→ **INSTRUCTIONS TO FOLLOW**
Restate each line of the listing exactly, without carrying over any pictures.
....
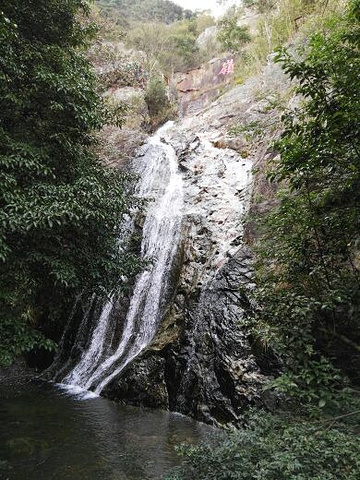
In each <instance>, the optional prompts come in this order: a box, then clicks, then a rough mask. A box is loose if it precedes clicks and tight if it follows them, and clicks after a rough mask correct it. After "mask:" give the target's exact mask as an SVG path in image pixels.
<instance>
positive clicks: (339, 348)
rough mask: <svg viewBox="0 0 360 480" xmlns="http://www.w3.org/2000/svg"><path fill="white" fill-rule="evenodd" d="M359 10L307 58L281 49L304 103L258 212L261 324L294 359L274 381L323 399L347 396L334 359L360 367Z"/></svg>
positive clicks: (311, 52)
mask: <svg viewBox="0 0 360 480" xmlns="http://www.w3.org/2000/svg"><path fill="white" fill-rule="evenodd" d="M359 11H360V7H359V1H358V0H355V1H353V2H351V4H350V7H349V9H348V12H347V14H346V15H343V16H342V17H339V16H336V17H335V18H333V20H332V21H331V22H330V23H329V24H328V25H327V28H326V29H325V30H324V31H323V32H322V33H321V34H316V35H313V36H312V37H311V39H310V40H309V42H308V45H307V46H306V47H305V49H303V50H302V51H301V52H300V58H299V57H294V56H292V55H290V54H289V53H288V52H287V51H286V50H284V49H280V50H279V51H278V56H277V61H279V62H280V63H281V64H282V66H283V69H284V70H285V72H286V73H287V74H289V75H290V77H291V78H292V79H295V80H296V81H297V83H298V89H297V91H298V94H299V95H301V96H302V98H303V103H302V105H301V106H300V107H298V108H297V109H296V110H293V111H291V112H288V114H287V115H285V116H284V126H285V129H284V132H283V134H282V137H281V139H280V140H279V141H278V142H277V144H276V148H277V149H278V151H279V152H280V159H279V160H278V161H277V162H276V163H275V164H274V165H273V169H272V172H271V173H270V179H272V180H275V181H277V182H280V183H281V184H282V185H283V189H282V191H281V192H280V193H279V195H278V200H279V203H278V206H277V207H276V208H275V210H274V211H272V212H270V214H268V215H267V217H266V218H264V217H261V218H260V219H259V233H260V240H259V242H258V245H257V252H258V259H259V263H258V279H259V289H258V290H257V292H256V294H255V300H256V303H257V305H258V306H259V307H258V309H257V311H256V312H255V314H254V317H253V326H252V327H253V331H254V334H255V335H256V336H257V338H259V339H260V340H261V341H262V343H263V344H264V345H270V346H272V347H273V348H274V349H275V350H276V351H277V352H279V353H281V355H282V357H283V359H284V361H285V365H286V367H287V370H288V373H287V374H286V375H285V376H284V377H281V378H280V379H278V380H277V381H276V382H274V383H273V386H276V387H278V388H279V389H281V390H282V391H285V392H286V393H288V394H291V395H293V396H294V397H296V398H297V399H298V400H299V401H300V403H301V404H302V405H306V404H309V403H311V404H313V405H315V406H317V407H320V408H323V407H328V406H329V405H331V404H333V403H334V401H339V396H338V391H339V390H340V388H341V383H340V377H339V373H338V371H337V370H336V368H334V365H335V366H337V367H340V368H342V369H344V370H345V371H346V372H347V373H348V374H349V375H354V374H355V375H356V372H354V370H353V369H352V367H351V364H350V362H349V361H348V358H352V359H353V360H355V359H356V358H359V353H360V347H359V341H360V324H359V313H360V282H359V261H358V258H359V231H360V215H359V208H360V194H359V192H360V153H359V152H360V143H359V142H360V131H359V128H360V127H359V111H360V100H359V99H360V80H359V76H358V73H357V72H358V71H359V68H360V57H359V47H360V24H359V19H360V15H359ZM344 352H346V354H345V355H344ZM344 356H345V357H346V361H345V362H344V361H343V360H342V359H341V357H344Z"/></svg>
....
→ **YOUR RESPONSE**
In each <instance>, the optional prompts come in this order: a box, then clicks, then a rough mask. A box is loose if it precedes clicks and tight if it follows them, and clicks after a rough mask correct it. After "mask:" give the target's exact mask as an SVG path in image pixels.
<instance>
positive clicks: (339, 348)
rough mask: <svg viewBox="0 0 360 480" xmlns="http://www.w3.org/2000/svg"><path fill="white" fill-rule="evenodd" d="M359 10L307 58L281 49L304 103L258 212L261 324L294 359L274 381L323 399L347 396L334 359L360 367Z"/></svg>
positive clicks: (311, 52)
mask: <svg viewBox="0 0 360 480" xmlns="http://www.w3.org/2000/svg"><path fill="white" fill-rule="evenodd" d="M359 11H360V7H359V1H358V0H355V1H353V2H351V4H350V7H349V9H348V12H347V14H346V15H343V16H342V17H339V16H336V17H335V18H333V20H332V21H331V22H330V23H329V24H328V25H327V28H326V29H325V30H324V31H323V32H322V33H321V34H316V35H313V36H312V37H311V39H310V40H309V42H308V45H307V46H306V47H305V49H303V50H302V51H301V52H300V58H299V57H294V56H292V55H290V54H289V53H288V52H287V51H286V50H284V49H280V50H279V51H278V56H277V61H279V62H280V63H281V64H282V66H283V69H284V70H285V72H286V73H287V74H289V75H290V77H291V78H292V79H295V80H296V81H297V83H298V89H297V91H298V94H299V95H301V96H302V98H303V103H302V105H301V106H300V107H298V108H297V109H296V110H293V111H291V112H288V114H287V115H285V116H284V126H285V129H284V132H283V134H282V137H281V139H280V140H279V141H278V142H277V144H276V148H277V149H278V151H279V152H280V159H279V160H278V161H277V162H276V163H275V164H274V165H273V169H272V172H271V173H270V179H272V180H275V181H277V182H280V183H281V184H282V185H283V189H282V191H281V192H280V193H279V195H278V200H279V203H278V206H277V207H276V208H275V210H274V211H272V212H270V214H268V215H267V217H266V218H264V217H261V218H260V219H259V233H260V240H259V242H258V245H257V252H258V259H259V263H258V279H259V289H258V290H257V292H256V294H255V300H256V303H257V305H258V306H259V307H258V309H257V311H256V312H255V314H254V317H253V326H252V327H253V331H254V334H255V335H256V336H257V338H259V339H260V340H261V341H262V343H263V344H264V345H270V346H272V347H273V348H274V349H275V350H276V351H277V352H279V353H281V355H282V357H283V359H284V361H285V365H286V367H287V370H288V373H287V374H286V375H285V376H284V377H281V378H280V379H278V380H277V381H276V382H274V383H273V386H276V387H278V388H279V389H281V390H282V391H285V392H286V393H288V394H291V395H293V396H294V397H296V398H297V399H298V400H299V401H300V403H301V404H302V405H306V404H309V403H311V404H313V405H315V406H317V407H320V408H323V407H328V406H329V405H331V404H333V403H334V401H339V396H338V391H339V390H340V388H341V383H340V377H339V373H338V371H337V370H336V368H334V365H335V366H337V367H340V368H342V369H344V370H345V371H346V372H347V373H348V374H349V375H354V374H355V375H356V372H354V370H353V369H352V367H351V364H350V362H349V361H348V358H352V359H353V360H355V359H356V358H359V353H360V347H359V341H360V324H359V313H360V282H359V261H358V258H359V231H360V215H359V208H360V194H359V192H360V153H359V152H360V143H359V142H360V131H359V128H360V127H359V111H360V100H359V99H360V80H359V76H358V73H357V72H358V71H359V68H360V57H359V47H360V24H359V19H360V15H359ZM344 352H346V354H345V355H344ZM344 356H345V357H346V361H345V362H344V361H343V360H342V359H341V357H344Z"/></svg>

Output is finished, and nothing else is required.